Lockdown has challenged many ways of life, but York’s running community has continued to thrive, race and give back.
Through to early March, York’s many running clubs were still pounding the streets; training nights were still training; races were still racing; and hundreds were still gathering on Saturday mornings at the City’s three parkruns – on the Knavesmire, in Heslington, and in New Earswick – to complete their regular 5k runs.
And then all fell silent.
Social distancing stopped all of these activities. But it has not stopped York running, racing and raising a smile.
My own club, York Knavesmire Harriers, has used its active online community to keep the running spirit alive. Our Facebook page alone has more than 1,000 followers, and our brilliant members have continued to share their training exploits and running adventures – to entertain and enthuse.
In April, for example, the Harriers competed in the UK’s first ever “virtual” national road relay championships.
We “virtually” joined more than 5,000 runners from across the country.
Each runner completed their own leg of the relay, and we then submitted our times to the central organisers.
I’m very proud to report that our ladies team placed 10th out of 33 teams; our ladies vets team placed 6th out of 53 teams; our men’s team placed 55th out of 119 teams; and our men’s vets team placed 7th out of 83 teams. York is running well!

RECORD EXTRACTS.

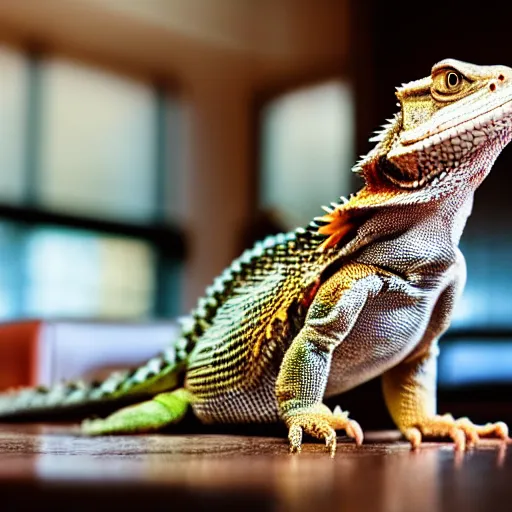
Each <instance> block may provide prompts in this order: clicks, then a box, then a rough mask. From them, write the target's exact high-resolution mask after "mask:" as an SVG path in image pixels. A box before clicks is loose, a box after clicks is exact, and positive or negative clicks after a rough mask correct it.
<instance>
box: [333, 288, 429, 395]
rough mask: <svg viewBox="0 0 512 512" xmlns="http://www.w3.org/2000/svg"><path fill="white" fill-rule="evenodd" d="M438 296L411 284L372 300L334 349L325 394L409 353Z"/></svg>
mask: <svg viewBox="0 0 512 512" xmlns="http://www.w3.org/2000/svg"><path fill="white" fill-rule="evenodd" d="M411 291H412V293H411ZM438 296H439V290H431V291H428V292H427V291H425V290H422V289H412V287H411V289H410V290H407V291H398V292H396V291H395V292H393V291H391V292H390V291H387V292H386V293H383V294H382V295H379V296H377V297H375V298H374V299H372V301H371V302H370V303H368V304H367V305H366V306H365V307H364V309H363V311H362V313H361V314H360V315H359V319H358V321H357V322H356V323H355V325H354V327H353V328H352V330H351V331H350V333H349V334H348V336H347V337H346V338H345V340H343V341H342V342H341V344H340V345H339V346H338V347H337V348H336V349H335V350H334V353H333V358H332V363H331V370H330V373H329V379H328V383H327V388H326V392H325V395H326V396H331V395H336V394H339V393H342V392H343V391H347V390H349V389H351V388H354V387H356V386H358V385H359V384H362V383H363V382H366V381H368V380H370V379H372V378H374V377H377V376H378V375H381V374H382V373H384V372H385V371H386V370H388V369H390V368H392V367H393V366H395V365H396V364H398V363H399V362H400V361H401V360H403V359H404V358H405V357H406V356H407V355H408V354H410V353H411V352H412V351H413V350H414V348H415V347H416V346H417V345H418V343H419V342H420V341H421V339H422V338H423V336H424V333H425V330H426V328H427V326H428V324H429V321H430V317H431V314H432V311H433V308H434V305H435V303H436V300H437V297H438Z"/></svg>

* * *

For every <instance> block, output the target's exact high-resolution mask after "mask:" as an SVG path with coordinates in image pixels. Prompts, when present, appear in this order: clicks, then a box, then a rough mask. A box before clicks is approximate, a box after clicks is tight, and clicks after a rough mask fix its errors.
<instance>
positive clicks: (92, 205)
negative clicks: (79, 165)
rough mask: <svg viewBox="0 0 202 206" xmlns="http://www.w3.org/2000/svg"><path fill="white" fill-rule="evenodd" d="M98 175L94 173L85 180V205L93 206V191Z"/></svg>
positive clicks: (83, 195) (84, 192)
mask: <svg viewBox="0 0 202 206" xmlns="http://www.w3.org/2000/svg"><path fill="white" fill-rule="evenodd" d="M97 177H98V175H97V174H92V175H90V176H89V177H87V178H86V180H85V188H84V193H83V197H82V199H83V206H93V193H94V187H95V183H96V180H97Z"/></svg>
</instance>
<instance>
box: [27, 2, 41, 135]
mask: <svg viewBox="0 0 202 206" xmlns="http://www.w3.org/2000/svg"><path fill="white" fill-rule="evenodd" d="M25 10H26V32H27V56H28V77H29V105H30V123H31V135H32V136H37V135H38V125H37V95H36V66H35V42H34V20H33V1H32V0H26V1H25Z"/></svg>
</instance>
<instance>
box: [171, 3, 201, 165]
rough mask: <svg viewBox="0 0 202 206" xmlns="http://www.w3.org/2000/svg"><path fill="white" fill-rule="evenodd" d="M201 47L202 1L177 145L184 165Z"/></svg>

DIRECTIONS.
(1) List each line in the records that contains the word "rough".
(2) Pick up the article about York's running community in lockdown after its final sentence and keep it going.

EXERCISE RESULTS.
(1)
Each <instance> block may provide prompts in this order: clicks, then a box, then a rough mask. From them, write the target's exact high-resolution mask after "mask:" as an SVG path in image pixels. A box before clicks is loose, a box after clicks is exact, and positive or negative clicks after a rough mask correct it.
rough mask: <svg viewBox="0 0 512 512" xmlns="http://www.w3.org/2000/svg"><path fill="white" fill-rule="evenodd" d="M438 296L411 284L372 300L334 349L325 394L409 353Z"/></svg>
For every <instance> block, output the target's exact high-resolution mask after "mask:" as an SVG path with coordinates in image pixels. Prompts, when present, appear in this order: clicks, then a box, then a rough mask. A box before clicks is approximate, a box after clicks is tight, and clicks after a rough mask fix its errors.
rough mask: <svg viewBox="0 0 202 206" xmlns="http://www.w3.org/2000/svg"><path fill="white" fill-rule="evenodd" d="M98 175L94 173L85 180V205L93 206V191Z"/></svg>
rough mask: <svg viewBox="0 0 202 206" xmlns="http://www.w3.org/2000/svg"><path fill="white" fill-rule="evenodd" d="M201 47L202 1L177 145L184 165Z"/></svg>

(2)
Virtual racing goes far beyond the Knavesmire Harriers. For example, a new online York Virtual Run Club has been created. Regular “virtual” races challenge more than 100 ‘virtual’ runners to compete and share their running achievements. A club that didn’t exist three months ago is now very much part of the York running community, thanks to its volunteer organisers and “thanks” to lockdown.
Parkrun has also not gone quietly. Although the hundreds are not currently able to gather as they once did, many continue to complete their own Saturday morning 5k runs and share their photos, and their smiles, via social media. As the popular social media hashtag says, runners continue to #LoveParkRun, despite lockdown.
York’s runners are also giving back at this time of need.
The Knavesmire Harriers organise the annual York Brass Monkey Half marathon.
Every January, 2,000 runners gather at the racecourse to compete in the 13.1 mile race.
The money raised by the event is normally used to fund the Harriers’ training and racing activities.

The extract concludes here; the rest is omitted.